WRITTEN INSTRUCTION:
Rewrite every one of the entries below, changing each "thickest part" to "widest part" and keeping everything else the same. Leave the pictures out of your version.

---------- GIVEN ENTRIES

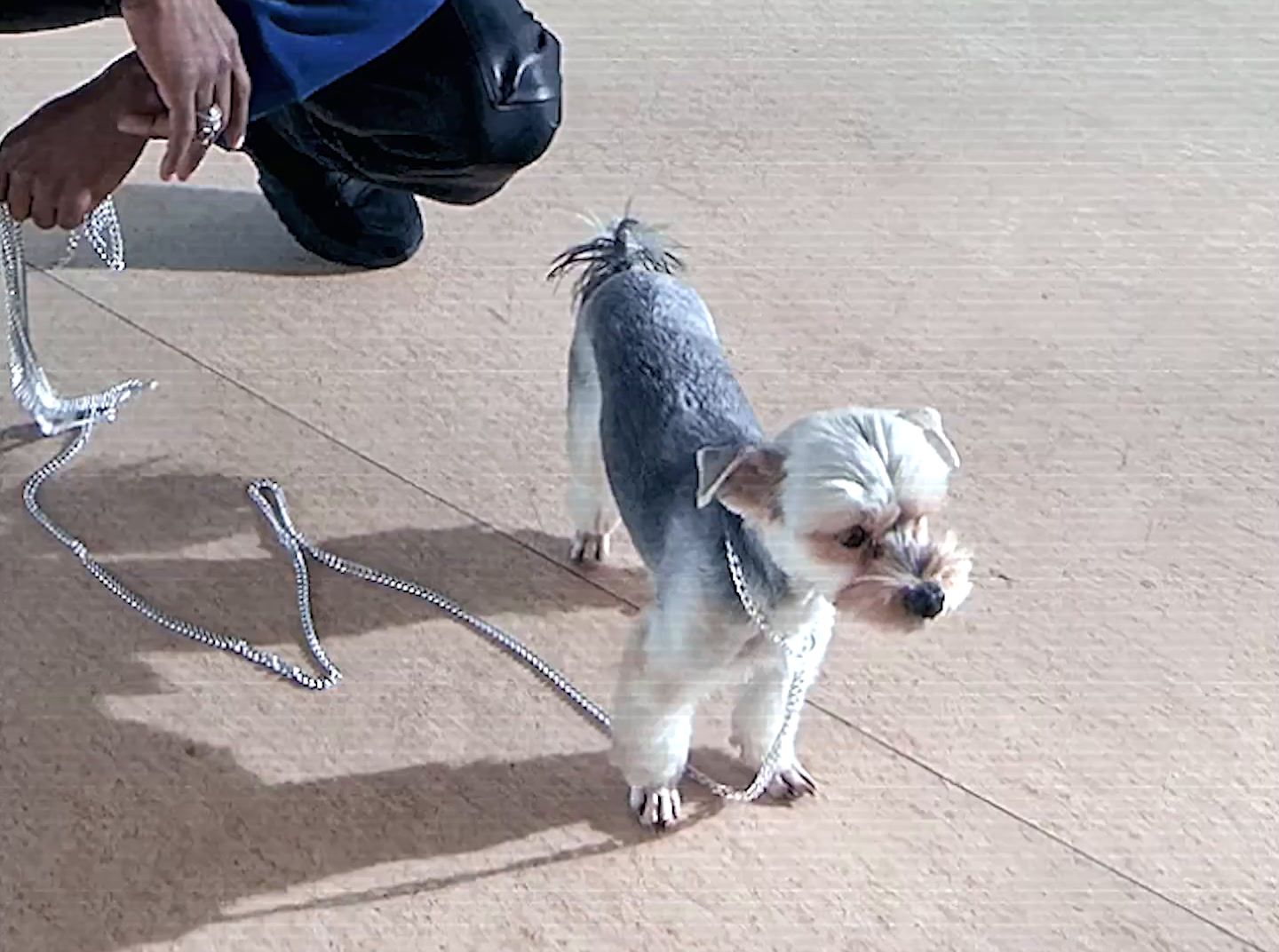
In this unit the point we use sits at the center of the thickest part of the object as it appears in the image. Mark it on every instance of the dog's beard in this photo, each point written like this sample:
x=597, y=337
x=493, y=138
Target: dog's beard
x=909, y=556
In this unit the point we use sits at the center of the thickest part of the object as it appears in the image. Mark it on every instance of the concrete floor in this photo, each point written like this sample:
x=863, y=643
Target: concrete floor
x=1057, y=223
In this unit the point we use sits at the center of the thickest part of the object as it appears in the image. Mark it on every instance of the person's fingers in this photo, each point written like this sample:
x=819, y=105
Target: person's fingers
x=196, y=147
x=182, y=131
x=44, y=208
x=223, y=98
x=73, y=209
x=20, y=196
x=145, y=125
x=242, y=90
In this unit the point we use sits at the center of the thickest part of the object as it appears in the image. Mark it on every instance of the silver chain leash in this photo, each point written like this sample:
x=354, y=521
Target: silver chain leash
x=81, y=415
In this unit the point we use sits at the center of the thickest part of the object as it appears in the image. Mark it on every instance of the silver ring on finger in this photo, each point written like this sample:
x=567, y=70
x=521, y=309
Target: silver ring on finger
x=211, y=124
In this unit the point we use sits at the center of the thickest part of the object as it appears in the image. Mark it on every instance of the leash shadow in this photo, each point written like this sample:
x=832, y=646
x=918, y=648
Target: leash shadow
x=192, y=228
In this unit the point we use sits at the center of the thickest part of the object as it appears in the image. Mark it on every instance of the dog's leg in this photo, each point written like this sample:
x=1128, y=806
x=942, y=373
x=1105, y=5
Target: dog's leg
x=760, y=714
x=590, y=502
x=664, y=675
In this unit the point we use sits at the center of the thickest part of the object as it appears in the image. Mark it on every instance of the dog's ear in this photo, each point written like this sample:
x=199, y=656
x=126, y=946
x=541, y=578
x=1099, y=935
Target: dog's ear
x=743, y=479
x=929, y=420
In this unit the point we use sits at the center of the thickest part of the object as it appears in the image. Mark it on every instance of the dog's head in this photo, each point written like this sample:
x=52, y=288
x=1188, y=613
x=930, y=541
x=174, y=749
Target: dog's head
x=842, y=501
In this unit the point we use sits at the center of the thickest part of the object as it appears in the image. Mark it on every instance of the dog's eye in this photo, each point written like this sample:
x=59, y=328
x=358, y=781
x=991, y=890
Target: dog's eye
x=854, y=537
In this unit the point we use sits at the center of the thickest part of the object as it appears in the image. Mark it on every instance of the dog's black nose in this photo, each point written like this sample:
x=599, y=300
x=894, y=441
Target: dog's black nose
x=925, y=600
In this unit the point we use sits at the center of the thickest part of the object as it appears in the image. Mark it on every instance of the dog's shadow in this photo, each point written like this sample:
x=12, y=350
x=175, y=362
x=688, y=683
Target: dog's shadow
x=157, y=836
x=192, y=228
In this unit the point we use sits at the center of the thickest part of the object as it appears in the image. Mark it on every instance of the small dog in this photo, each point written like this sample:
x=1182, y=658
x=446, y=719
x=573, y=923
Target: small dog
x=829, y=514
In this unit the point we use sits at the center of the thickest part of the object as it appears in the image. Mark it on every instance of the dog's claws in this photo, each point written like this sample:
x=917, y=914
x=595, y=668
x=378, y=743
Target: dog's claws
x=590, y=546
x=792, y=783
x=655, y=809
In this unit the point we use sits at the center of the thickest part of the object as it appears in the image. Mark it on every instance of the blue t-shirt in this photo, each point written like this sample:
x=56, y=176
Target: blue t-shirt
x=294, y=48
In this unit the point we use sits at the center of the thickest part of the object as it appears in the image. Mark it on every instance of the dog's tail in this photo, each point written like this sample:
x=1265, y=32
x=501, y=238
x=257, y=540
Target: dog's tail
x=625, y=244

--------------------

TASK ANSWER:
In this unit the point we use sits at the center of the widest part of the object as it appears in the image. Mark it on every instance of the dog's beard in this photo, each point written like this sample:
x=597, y=337
x=493, y=138
Target: dog's beard
x=909, y=556
In this unit the point we use sits at the center of the widest part of the object as it appears in the image. Mark it on every instance of the concrete floor in this photo, each point written like this sample:
x=863, y=643
Target: concrete floor
x=1057, y=223
In this unit the point we use sits at the center of the widest part of the object as it appears in the image. Mark it on every instance of the person's fingers in this photo, each point written like this sample:
x=819, y=105
Target: person's fingers
x=196, y=147
x=182, y=131
x=44, y=208
x=223, y=98
x=73, y=209
x=20, y=196
x=145, y=125
x=242, y=90
In this unit the point we use sits at the center of the widest part of the object as it appears in the image. Mark it on every instance of the silver chain leash in this photo, each point written like this sample:
x=354, y=521
Target: silver chain leash
x=81, y=415
In this unit the point we use sits at the center of the widest part of the object as it appears in the image. Mark it on every instance of the silver ring on finger in this photo, each point written like this sample:
x=567, y=70
x=521, y=309
Target: silver ring on finger
x=211, y=124
In this unit the point we use sits at the center of the widest part of the object as it appears in the image. Mark it on every instance of the leash shadow in this photo, each point written like this sample:
x=832, y=646
x=918, y=648
Target: leash shadow
x=192, y=228
In this unit the point we use sits at the center of the widest part of the object as it appears in the image. Mark it on every instance of the dog's leg in this photo, each point written like this sample:
x=1128, y=806
x=942, y=373
x=1105, y=5
Target: dog's leg
x=760, y=714
x=590, y=502
x=664, y=675
In this unit the point we use sits at the center of the widest part of the object as it appears in the image. Mark it on every instance of the dog's ear in this photo, each point written like this sample:
x=199, y=656
x=126, y=946
x=541, y=578
x=1099, y=935
Target: dog's ear
x=743, y=479
x=929, y=420
In this unit the point we use sits at the center of the widest part of the object as it appears in the image. Mark it on every instance of the dog's head in this photo, each point written like this sample:
x=52, y=288
x=1188, y=613
x=930, y=541
x=174, y=749
Target: dog's head
x=842, y=501
In this unit the point we use sits at the center of the widest part of the object as it appears in the image. Mark it on every instance of the dog's eye in this photo, each point written like this sample:
x=59, y=328
x=358, y=781
x=991, y=890
Target: dog's eye
x=854, y=537
In this unit the point we use sits at the center of the widest part of the object as it appears in the image. Mark it on every instance of the dog's black nose in this photo, each point written like this sample:
x=599, y=300
x=894, y=441
Target: dog's black nose
x=925, y=600
In this unit the point we use sits at the center of the widest part of the object as it appears in the image. Mark it on every instance of the dog's shadow in this photo, each point written like this sample:
x=12, y=350
x=175, y=362
x=688, y=683
Target: dog's shadow
x=157, y=836
x=192, y=228
In this unit the point we use sits at the center of the widest part of the object as it appears in the image. Mark it on every instance of the small dog in this photo, each point written like this sample:
x=1182, y=658
x=446, y=719
x=573, y=923
Target: small dog
x=829, y=514
In this unit the point we use sits at the center of the widest part of the object as it appears in the image. Mark it on every instance of the dog's claws in this photo, each point written like this sample:
x=917, y=914
x=595, y=668
x=378, y=743
Target: dog's claws
x=590, y=546
x=792, y=783
x=655, y=809
In this unit the point we use sits at the center of the widest part of the object as it appears in the image. Mark it on every instance of the blue t-shirt in this photo, each point written like this sample:
x=56, y=176
Target: blue t-shirt
x=294, y=48
In this unit the point we use sits at the center of the widest part of the object as it appears in the image. Mark it on every instance of the dog's tail in this photo, each point written like this sample:
x=1265, y=32
x=501, y=238
x=257, y=540
Target: dog's tail
x=625, y=244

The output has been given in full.